Goal 1
Identify each line in the entries that contains the string "post" and copy those lines out. Treat uppercase and lowercase as different.

-- Start of Document extract --

[Tutor] program that processes tokenized words in xml

Danny Yoo dyoo@hkn.eecs.berkeley.edu
Tue May 6 15:49:01 2003


On Tue, 6 May 2003, Abdirizak abdi wrote:

> Hi everyone, I was working on a program that indexes a file that has a
> tokenizedwords such as the following: <S ID='S-0'>
> <W>Similarity-Based</W> <W>Estimation</W> <W>of</W> <W>Word</W> what my
> program needs to do is to index the words in between <W>...</W> I
> already set up class that reads the file line by line,Can anyone suggest
> how I can incorporate a regular expression for eliminating these tags?
> I have attached the program with this e-mail ....Please help and have a
> look thanks in advance


Hi Abdirizak,


Wow, you're doing a lot of language stuff stuff nowdays!  Very cool.  Out
of curiosity: do you know of a good sparse matrix multiplication module?
Cameron's question on search engines a few days ago got me interested in
doing vector-based search engines.  At the moment, I'm using pysparse:

    http://www.inf.ethz.ch/personal/geus/pyfemax/pysparse.html

and I'm getting very awesome results... Yikes, I'm getting too excited
about this stuff.  Sorry for going off topic!  If anyone's interested, I
can do a small tutorial on a vector-based search engine in Python now, I
think.  *grin*



Anyway, you can probably use the function re.findall() to grab all words
between '<W>' tags.  Here's one way to do it:

###
>>> import re
>>> w_regex = re.compile(r'<W>(.+?)</W>')
>>> w_regex.findall('<W>similarity-based</W> <W>Estimation</W>')
['similarity-based', 'Estimation']
###


The trick here is to make sure the regular expression knows that it needs
to be "nongreedy".  That is, if we give it something like:

    <W>similarity-based</W> <W>Estimation</W>



we want to make sure that it does:

    <W>similarity-based</W> <W>Estimation</W>
    |---------------------| |---------------|
          (match 1)              (match 2)

-- End of Document extract --
-- Start of Data provided --

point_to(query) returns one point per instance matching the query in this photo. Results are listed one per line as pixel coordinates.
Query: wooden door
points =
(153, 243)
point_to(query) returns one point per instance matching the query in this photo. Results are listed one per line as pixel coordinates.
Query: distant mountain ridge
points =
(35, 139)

-- End of Data provided --
-- Start of Data provided --

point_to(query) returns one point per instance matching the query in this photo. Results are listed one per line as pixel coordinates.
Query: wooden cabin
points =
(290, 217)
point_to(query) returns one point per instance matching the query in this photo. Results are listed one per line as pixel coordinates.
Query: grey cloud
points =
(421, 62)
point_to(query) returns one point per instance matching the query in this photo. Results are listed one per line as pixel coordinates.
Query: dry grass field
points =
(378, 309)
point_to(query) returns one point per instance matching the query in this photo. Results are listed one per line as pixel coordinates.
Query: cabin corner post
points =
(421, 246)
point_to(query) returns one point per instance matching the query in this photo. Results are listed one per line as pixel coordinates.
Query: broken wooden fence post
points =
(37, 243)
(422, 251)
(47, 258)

-- End of Data provided --
-- Start of Data provided --

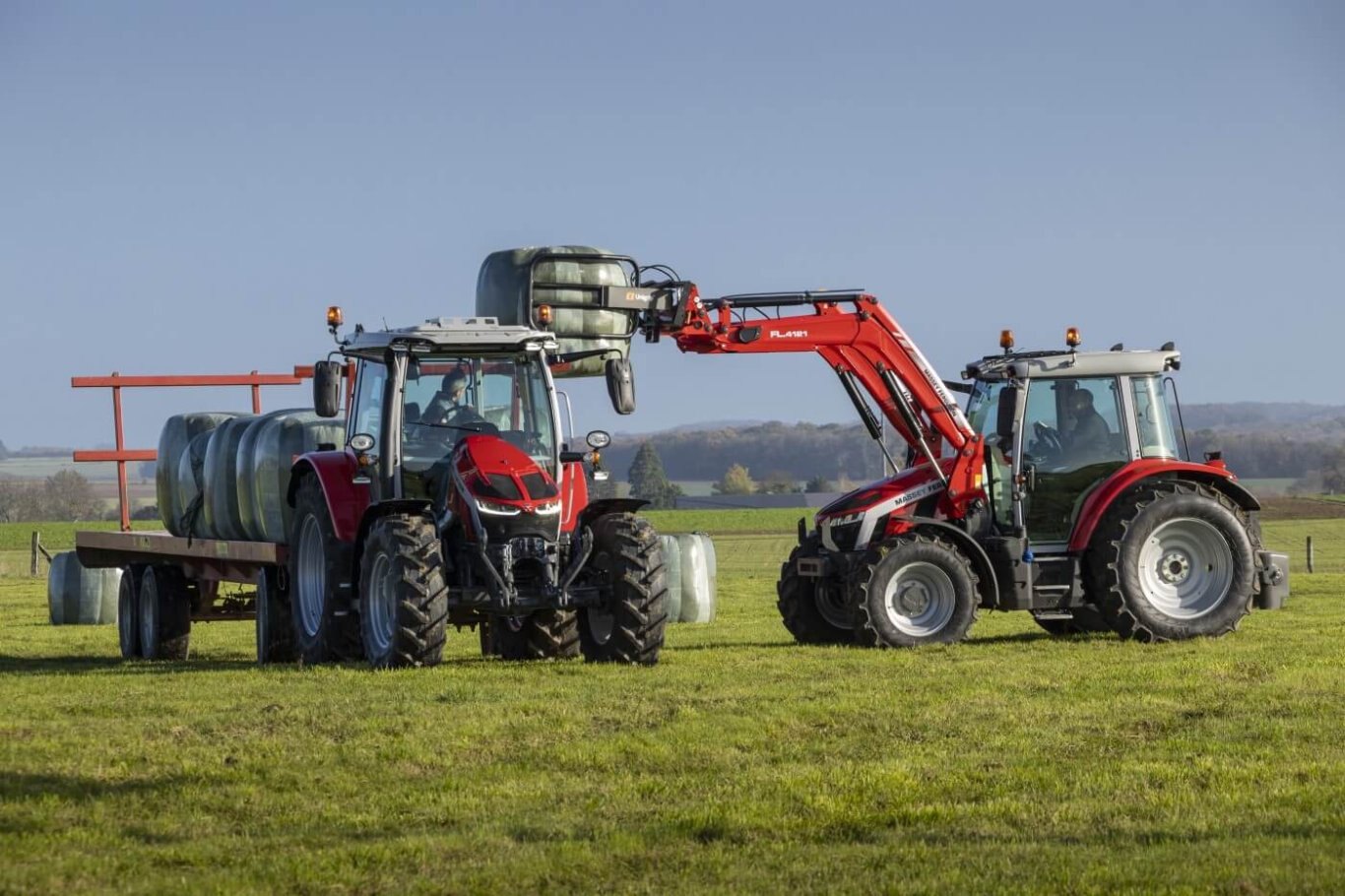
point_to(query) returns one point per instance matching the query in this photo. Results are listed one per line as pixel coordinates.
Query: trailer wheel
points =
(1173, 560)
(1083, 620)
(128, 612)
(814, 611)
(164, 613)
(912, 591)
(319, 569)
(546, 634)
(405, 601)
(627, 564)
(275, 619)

-- End of Data provided --

Goal 2
Pick up the reply on using a regular expression to pull words from between <W> tags, and continue it past its last line.

Final answer 1
Query: cabin corner post
Query: broken wooden fence post

Final answer 2
and not,

    <W>similarity-based</W> <W>Estimation</W>
    |---------------------------------------|
                    (match 1)


Compare the results above to the regular expression:

    w_regex_broken = re.compile(r'<W>(.+)</W>')

and the idea of greedy-vs-nongreedy matching should make sense.




However, if we're guaranteed that our input is XML, I'd heavily recommend
looking into using an XML parser instead:

###
>>> import xml.dom.minidom
>>> dom = xml.dom.minidom.parseString('''
... <S ID='S-0'>
... <W>similarity-based</W> <W>Estimation</W>
... </S>''')
>>>
>>> dom
<xml.dom.minidom.Document instance at 0x8205834>
>>>
>>> all_word_nodes = dom.getElementsByTagName('W')
>>> all_word_nodes
[<DOM Element: W at 136824556>, <DOM Element: W at 136841844>]
>>>
>>> def getText(node):
...     text_nodes = [n for n in node.childNodes
...                   if n.nodeType == n.TEXT_NODE]
...     texts = [n.data for n in text_nodes]
...     return ''.join(texts)
...
>>> map(getText, all_word_nodes)
[u'similarity-based', u'Estimation']
###


... ok, part of this does look more complicated than the regular
expression stuff.  *grin* But it might be worth learning how to use an XML
parser if you're planning do any deep diving into the structure of your
documents.


Good luck to you!